*Passage for review*
Breastfeeding is hard work. Whether it’s getting your little one to latch on or trying to boost your milk supply—or you’re exclusively breast pumping like I did—what’s so good for us can also be difficult.
But here’s another reason to keep breastfeeding if you can: There are more benefits for your health, not to mention that of your baby.
A new study found that breastfeeding for six months or longer cuts your risk in half for developing type 2 diabetes during your childbearing years. Compared to those who didn’t breastfeed, women who breastfed for at least six months had a 47 percent reduction in their chances of developing type 2 diabetes. Those who breastfed for under six months had a 25 percent lower risk. The study was on just over 1,200 women.
Want to make it to that six-month mark? Be prepared to work hard and encounter obstacles. But stick to your goals and adjust them as needed.
“I believe women struggle to breastfeed past six months and beyond for multiple reasons,” said Laura Sarantinoudis-Jones, an international board-certified lactation consultant (IBCLC) with Lucky Baby Lactation in New Jersey. (Full disclosure: She was my lactation consultant, and I love her approach because she encourages women to work toward their own feeding goals—whatever they are. That’s why I thought she’d be a great source to comment here.)
Here are a few obstacles that make it tough to keep going—and ways to overcome them so you can get in on all the great advantages of breastfeeding.
You’ve gotta work.
Many mamas start out breastfeeding by way of nursing, pumping or supplementing—or a combination of those. But when maternity leave runs out and you can’t be there to nurse the baby on demand, you’re left with relying on the pump or turning to formula. “One of the biggest issues is that women are forced to return to work too soon,” Sarantinoudis-Jones said. “Mothers are not provided the time to pump, they feel negative feedback from coworkers for taking pumping breaks, or there is too much work to take the time to pump.” If you can nurse on the off-hours and use the pump to ensure baby gets breastmilk, that can help you keep lactating. Don’t forget it’s okay to supplement with formula, but that doesn’t mean you have to stop giving the baby breastmilk all together. Do what you can, she advised.

*Your instructions*
Please list every work-related problem for breastfeeding mothers that Sarantinoudis-Jones names in her quotes in the breastfeeding article.

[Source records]
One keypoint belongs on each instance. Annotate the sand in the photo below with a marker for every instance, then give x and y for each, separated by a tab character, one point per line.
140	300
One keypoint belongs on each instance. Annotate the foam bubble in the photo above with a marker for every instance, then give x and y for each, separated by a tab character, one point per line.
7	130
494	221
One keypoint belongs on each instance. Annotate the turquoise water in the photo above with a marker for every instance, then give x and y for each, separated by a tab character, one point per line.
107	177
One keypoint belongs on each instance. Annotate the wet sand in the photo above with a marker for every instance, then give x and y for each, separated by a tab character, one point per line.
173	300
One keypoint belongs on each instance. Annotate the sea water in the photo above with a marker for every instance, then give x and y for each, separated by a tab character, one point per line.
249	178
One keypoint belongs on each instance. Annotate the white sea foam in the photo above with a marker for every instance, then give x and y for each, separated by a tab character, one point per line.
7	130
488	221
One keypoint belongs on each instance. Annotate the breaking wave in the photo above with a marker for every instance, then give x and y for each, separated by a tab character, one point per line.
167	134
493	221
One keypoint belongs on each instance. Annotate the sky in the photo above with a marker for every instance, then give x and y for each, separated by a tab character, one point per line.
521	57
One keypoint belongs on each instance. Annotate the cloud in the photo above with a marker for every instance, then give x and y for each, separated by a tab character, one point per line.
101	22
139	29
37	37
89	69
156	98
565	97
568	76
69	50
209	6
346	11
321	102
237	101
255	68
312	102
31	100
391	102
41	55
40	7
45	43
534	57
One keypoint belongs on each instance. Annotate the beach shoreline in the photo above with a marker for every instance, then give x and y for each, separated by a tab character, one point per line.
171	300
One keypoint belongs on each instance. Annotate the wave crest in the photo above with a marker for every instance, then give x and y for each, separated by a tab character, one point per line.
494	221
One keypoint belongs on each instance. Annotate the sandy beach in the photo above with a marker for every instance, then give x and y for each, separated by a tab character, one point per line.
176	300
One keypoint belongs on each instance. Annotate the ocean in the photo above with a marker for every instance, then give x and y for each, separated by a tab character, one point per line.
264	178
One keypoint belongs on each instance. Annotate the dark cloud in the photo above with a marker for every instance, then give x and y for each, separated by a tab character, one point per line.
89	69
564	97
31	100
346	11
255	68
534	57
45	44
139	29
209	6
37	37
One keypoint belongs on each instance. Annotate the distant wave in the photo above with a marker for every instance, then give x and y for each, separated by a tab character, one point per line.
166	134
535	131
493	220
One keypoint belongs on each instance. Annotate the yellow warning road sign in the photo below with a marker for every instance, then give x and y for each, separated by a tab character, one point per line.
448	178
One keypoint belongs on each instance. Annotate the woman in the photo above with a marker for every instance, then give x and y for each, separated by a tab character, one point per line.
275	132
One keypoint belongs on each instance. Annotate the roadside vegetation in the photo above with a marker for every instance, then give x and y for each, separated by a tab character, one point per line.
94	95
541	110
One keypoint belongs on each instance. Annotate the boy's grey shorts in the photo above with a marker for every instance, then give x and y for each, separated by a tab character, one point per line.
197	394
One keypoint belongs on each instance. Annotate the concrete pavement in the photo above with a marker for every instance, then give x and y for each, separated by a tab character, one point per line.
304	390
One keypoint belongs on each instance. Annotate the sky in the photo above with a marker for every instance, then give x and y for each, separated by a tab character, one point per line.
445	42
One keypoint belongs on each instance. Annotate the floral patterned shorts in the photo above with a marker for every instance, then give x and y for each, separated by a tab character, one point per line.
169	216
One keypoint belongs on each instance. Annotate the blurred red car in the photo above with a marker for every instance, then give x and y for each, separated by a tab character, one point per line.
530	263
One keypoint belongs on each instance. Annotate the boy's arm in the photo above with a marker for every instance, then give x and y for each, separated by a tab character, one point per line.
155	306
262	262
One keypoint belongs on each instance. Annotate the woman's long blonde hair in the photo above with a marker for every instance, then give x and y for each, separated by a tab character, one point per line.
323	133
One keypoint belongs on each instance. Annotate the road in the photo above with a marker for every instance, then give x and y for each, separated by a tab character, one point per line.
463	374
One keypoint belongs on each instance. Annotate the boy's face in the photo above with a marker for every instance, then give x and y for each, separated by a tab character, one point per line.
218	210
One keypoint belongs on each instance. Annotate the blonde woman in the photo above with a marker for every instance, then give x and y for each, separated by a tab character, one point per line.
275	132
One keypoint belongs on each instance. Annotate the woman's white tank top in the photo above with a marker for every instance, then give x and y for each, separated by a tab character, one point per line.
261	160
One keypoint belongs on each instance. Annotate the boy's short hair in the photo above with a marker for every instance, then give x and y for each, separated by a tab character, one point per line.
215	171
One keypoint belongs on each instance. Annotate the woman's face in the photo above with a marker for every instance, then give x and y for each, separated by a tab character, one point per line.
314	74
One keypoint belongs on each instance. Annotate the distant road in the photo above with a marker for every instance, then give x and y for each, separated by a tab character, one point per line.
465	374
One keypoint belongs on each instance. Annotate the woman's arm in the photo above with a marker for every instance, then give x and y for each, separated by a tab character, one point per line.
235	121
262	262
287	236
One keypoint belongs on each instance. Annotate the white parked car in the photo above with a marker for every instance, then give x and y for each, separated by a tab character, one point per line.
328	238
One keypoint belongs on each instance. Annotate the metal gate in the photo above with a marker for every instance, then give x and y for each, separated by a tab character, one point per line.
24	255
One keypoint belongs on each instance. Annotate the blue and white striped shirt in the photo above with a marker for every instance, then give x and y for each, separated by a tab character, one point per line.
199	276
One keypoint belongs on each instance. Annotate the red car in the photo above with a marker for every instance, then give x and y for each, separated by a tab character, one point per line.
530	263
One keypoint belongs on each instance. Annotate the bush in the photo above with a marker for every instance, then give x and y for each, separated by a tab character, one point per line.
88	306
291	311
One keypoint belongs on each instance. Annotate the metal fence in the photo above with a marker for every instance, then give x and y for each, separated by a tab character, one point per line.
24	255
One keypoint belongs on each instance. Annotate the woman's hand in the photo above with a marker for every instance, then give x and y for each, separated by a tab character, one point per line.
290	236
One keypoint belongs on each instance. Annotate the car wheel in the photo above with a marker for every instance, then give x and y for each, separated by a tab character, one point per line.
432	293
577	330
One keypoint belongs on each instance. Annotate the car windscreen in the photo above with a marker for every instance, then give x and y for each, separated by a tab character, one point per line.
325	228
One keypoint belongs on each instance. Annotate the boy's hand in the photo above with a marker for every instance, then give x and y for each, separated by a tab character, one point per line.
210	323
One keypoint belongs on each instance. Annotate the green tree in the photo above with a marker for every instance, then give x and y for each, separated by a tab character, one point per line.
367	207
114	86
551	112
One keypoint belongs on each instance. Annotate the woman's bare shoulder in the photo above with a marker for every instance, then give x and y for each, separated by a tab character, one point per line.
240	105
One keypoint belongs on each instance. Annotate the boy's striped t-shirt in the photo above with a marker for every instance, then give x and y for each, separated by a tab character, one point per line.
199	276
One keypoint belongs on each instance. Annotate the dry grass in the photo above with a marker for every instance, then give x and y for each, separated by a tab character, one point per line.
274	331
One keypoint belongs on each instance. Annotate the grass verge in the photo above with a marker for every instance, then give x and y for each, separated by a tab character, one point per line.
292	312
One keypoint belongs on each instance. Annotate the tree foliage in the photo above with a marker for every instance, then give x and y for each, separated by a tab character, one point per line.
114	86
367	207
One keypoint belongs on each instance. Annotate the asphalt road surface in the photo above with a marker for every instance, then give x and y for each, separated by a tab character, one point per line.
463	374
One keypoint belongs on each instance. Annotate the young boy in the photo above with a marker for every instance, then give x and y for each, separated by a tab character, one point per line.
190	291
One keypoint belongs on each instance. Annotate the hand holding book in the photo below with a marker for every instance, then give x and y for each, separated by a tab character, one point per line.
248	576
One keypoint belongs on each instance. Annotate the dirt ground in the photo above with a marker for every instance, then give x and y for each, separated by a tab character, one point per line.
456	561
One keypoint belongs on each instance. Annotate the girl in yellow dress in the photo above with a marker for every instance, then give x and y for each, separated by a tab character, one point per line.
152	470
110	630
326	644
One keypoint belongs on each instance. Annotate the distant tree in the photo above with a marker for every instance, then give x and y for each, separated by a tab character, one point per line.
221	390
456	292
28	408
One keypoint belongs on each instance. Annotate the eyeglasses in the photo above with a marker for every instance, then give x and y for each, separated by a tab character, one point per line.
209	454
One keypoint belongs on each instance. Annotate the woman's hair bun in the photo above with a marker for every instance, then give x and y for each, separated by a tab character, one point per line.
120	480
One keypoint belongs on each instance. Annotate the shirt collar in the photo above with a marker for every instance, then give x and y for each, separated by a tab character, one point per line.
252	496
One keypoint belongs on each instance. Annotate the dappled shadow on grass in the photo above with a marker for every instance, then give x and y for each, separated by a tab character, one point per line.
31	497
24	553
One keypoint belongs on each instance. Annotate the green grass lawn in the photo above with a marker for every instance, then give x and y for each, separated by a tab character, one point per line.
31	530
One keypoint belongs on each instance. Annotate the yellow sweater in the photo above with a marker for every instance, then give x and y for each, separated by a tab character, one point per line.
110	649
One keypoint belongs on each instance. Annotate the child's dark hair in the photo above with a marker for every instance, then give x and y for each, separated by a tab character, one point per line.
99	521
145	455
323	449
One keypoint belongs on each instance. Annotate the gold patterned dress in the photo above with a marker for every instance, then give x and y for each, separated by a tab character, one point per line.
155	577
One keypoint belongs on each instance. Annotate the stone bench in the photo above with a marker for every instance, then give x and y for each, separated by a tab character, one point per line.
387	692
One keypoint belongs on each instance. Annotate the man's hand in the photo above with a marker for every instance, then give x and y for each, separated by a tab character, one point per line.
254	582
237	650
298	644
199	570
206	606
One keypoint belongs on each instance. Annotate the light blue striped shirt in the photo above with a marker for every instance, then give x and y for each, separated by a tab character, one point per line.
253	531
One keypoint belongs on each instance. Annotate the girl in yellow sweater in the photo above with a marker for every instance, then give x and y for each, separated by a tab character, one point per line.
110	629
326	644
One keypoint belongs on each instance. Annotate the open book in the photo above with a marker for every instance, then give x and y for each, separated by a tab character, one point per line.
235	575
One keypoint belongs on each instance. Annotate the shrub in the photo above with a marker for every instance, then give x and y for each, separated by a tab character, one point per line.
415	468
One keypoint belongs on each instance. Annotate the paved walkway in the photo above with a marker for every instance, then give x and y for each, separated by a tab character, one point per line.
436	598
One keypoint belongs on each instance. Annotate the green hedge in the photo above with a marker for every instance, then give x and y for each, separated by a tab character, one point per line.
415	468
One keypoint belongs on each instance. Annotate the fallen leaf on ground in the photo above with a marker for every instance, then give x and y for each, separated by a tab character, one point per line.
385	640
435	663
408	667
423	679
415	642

*Answer box*
- Women are forced to return to work too soon.
- Mothers are not provided the time to pump.
- They feel negative feedback from coworkers for taking pumping breaks.
- There is too much work to take the time to pump.